## BEGIN Dataset records
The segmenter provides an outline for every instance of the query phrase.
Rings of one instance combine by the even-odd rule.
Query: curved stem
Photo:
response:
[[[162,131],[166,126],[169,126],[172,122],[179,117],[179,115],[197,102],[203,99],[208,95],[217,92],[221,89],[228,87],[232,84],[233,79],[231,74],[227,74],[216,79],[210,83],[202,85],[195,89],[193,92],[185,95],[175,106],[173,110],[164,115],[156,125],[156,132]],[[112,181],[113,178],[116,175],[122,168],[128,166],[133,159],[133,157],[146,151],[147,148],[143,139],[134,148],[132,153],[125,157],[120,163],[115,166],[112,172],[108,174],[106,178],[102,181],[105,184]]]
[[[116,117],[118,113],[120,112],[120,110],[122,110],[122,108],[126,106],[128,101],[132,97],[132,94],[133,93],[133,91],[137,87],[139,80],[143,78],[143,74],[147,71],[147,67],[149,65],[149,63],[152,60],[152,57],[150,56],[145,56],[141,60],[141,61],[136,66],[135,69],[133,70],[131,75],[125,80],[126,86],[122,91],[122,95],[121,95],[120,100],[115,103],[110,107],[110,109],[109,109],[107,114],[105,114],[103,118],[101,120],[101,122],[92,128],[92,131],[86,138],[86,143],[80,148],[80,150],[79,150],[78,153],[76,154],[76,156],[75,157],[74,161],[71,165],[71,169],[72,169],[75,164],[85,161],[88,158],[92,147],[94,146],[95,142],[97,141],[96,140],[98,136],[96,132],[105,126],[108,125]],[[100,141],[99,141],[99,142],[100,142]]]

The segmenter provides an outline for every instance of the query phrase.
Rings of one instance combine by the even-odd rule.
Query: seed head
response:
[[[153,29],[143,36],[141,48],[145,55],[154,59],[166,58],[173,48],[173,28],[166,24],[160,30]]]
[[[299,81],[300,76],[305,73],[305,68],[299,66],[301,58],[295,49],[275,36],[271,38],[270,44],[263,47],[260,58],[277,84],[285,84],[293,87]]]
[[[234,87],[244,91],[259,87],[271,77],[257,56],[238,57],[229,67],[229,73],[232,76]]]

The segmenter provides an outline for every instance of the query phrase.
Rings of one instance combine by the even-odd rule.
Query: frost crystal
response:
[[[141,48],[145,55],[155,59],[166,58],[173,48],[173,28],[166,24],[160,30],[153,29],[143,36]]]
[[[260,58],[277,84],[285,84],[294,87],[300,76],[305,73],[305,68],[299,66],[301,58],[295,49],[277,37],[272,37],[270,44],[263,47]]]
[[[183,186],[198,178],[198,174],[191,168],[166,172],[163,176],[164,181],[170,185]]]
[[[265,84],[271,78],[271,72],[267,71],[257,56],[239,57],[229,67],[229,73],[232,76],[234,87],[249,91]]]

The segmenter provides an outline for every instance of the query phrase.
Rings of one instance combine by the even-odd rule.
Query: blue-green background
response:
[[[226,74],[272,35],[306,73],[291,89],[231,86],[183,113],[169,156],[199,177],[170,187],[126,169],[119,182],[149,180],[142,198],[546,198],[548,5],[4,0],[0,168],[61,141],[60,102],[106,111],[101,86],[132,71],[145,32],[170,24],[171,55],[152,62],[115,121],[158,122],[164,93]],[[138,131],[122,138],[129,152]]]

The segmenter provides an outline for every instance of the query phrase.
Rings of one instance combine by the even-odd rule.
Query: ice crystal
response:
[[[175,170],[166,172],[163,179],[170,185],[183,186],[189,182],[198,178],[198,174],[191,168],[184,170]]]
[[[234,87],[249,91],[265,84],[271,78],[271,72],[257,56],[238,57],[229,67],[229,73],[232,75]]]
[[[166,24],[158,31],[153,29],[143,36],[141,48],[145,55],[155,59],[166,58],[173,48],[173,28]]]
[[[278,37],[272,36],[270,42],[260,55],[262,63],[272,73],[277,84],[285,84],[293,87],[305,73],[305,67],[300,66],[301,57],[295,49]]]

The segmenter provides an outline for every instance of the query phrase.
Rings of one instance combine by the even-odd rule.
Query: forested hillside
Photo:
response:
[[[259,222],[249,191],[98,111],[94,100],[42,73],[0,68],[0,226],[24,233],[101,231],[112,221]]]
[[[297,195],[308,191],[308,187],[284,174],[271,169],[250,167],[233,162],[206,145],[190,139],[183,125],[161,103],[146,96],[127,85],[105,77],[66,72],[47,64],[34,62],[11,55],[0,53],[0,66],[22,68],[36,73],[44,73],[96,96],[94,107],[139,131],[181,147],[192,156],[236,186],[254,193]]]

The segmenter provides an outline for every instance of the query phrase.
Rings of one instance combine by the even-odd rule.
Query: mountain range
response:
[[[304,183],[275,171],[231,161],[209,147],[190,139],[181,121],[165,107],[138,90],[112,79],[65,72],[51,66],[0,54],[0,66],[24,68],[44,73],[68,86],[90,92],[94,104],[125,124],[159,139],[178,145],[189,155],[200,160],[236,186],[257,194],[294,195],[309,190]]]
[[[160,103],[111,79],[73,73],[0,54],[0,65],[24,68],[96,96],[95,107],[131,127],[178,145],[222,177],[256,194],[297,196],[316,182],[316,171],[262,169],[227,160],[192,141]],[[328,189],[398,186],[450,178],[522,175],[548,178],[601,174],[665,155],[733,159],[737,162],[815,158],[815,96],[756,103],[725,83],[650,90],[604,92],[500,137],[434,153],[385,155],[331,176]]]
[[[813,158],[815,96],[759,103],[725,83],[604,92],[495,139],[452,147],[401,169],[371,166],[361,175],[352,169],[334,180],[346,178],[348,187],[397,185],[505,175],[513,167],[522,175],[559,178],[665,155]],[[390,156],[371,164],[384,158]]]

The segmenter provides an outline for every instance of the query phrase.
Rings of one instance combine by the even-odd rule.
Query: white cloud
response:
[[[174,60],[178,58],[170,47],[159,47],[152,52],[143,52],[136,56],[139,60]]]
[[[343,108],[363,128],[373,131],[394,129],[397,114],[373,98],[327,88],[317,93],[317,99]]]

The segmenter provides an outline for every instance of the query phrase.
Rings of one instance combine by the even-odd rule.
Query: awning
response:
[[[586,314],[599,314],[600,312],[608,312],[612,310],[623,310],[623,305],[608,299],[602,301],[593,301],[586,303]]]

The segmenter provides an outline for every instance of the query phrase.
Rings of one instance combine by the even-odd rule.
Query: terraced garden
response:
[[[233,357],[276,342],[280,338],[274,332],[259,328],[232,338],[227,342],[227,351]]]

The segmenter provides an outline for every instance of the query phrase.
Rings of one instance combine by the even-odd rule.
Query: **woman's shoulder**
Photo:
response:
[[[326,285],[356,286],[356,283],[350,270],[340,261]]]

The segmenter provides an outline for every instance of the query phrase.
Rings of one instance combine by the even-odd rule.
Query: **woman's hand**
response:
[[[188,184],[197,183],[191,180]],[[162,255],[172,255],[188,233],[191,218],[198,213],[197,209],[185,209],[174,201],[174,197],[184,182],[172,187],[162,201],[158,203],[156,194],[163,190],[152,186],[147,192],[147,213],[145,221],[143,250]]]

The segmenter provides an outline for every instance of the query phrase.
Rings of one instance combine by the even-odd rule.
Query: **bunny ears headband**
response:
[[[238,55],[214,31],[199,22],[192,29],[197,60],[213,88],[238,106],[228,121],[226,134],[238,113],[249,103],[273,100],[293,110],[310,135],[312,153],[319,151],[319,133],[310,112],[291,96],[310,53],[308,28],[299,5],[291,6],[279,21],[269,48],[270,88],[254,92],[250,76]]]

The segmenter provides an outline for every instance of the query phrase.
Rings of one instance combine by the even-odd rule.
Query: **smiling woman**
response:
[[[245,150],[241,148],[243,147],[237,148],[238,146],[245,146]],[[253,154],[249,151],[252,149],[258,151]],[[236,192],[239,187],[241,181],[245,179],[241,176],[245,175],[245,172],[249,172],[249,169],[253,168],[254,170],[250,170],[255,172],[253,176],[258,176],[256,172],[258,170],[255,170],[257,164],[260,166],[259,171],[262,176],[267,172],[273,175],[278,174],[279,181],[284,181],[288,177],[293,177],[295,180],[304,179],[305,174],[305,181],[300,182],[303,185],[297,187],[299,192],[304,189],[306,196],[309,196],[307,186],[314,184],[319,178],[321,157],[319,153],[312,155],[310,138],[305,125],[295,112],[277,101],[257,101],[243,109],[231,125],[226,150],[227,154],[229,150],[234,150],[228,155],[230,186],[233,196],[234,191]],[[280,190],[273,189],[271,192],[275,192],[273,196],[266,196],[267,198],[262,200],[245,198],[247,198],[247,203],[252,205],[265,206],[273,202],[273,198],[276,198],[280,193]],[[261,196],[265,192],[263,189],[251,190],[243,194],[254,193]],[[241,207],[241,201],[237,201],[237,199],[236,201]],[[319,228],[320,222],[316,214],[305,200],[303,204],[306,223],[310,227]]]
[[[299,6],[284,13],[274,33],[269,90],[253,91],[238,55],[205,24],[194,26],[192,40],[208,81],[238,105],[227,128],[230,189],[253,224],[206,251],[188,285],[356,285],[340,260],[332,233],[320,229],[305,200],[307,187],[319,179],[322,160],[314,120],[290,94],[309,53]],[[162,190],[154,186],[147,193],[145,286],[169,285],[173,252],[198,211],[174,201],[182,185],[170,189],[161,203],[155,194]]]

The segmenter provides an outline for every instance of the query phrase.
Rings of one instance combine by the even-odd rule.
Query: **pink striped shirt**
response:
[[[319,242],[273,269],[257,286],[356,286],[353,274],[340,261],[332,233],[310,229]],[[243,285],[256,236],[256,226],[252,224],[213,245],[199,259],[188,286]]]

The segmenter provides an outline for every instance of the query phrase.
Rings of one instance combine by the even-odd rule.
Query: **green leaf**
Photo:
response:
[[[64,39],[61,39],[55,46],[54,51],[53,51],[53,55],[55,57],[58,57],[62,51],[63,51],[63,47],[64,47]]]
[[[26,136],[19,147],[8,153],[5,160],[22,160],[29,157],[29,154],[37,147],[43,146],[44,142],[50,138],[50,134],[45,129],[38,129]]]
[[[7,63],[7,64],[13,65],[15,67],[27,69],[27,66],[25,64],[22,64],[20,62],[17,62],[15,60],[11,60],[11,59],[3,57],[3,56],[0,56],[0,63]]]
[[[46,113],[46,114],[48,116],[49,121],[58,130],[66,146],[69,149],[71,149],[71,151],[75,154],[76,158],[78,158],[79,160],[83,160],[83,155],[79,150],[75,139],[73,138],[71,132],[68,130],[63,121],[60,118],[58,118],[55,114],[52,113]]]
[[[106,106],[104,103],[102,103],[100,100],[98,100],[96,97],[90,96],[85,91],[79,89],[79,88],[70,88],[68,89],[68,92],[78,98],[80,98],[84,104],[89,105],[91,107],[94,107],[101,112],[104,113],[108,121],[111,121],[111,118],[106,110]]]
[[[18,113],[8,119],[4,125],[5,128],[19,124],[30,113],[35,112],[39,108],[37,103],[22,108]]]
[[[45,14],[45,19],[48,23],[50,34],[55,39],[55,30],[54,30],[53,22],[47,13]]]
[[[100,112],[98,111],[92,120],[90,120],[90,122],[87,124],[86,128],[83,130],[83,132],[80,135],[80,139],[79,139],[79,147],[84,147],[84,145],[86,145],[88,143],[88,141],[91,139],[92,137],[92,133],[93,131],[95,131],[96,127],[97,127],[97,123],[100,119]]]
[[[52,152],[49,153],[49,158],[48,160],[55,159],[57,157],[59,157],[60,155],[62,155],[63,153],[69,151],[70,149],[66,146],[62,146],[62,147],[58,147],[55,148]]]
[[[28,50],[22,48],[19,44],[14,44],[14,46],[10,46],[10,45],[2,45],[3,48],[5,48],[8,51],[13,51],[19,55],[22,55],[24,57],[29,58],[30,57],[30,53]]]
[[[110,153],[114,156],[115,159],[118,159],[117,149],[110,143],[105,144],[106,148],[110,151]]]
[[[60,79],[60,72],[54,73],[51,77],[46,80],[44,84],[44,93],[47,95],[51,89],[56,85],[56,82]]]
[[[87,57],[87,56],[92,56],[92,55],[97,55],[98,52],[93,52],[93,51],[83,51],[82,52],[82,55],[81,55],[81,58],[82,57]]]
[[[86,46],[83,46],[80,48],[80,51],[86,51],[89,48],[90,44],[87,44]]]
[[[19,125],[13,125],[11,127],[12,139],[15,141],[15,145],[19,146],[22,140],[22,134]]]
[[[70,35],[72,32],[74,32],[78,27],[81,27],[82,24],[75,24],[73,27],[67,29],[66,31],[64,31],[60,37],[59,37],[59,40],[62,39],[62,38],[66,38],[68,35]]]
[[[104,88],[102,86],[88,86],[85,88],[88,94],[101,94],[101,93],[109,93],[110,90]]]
## END Dataset records
# Job
Pull out every line of the listing that contains the string "crystal".

# In response
Query: frost crystal
Query: ice crystal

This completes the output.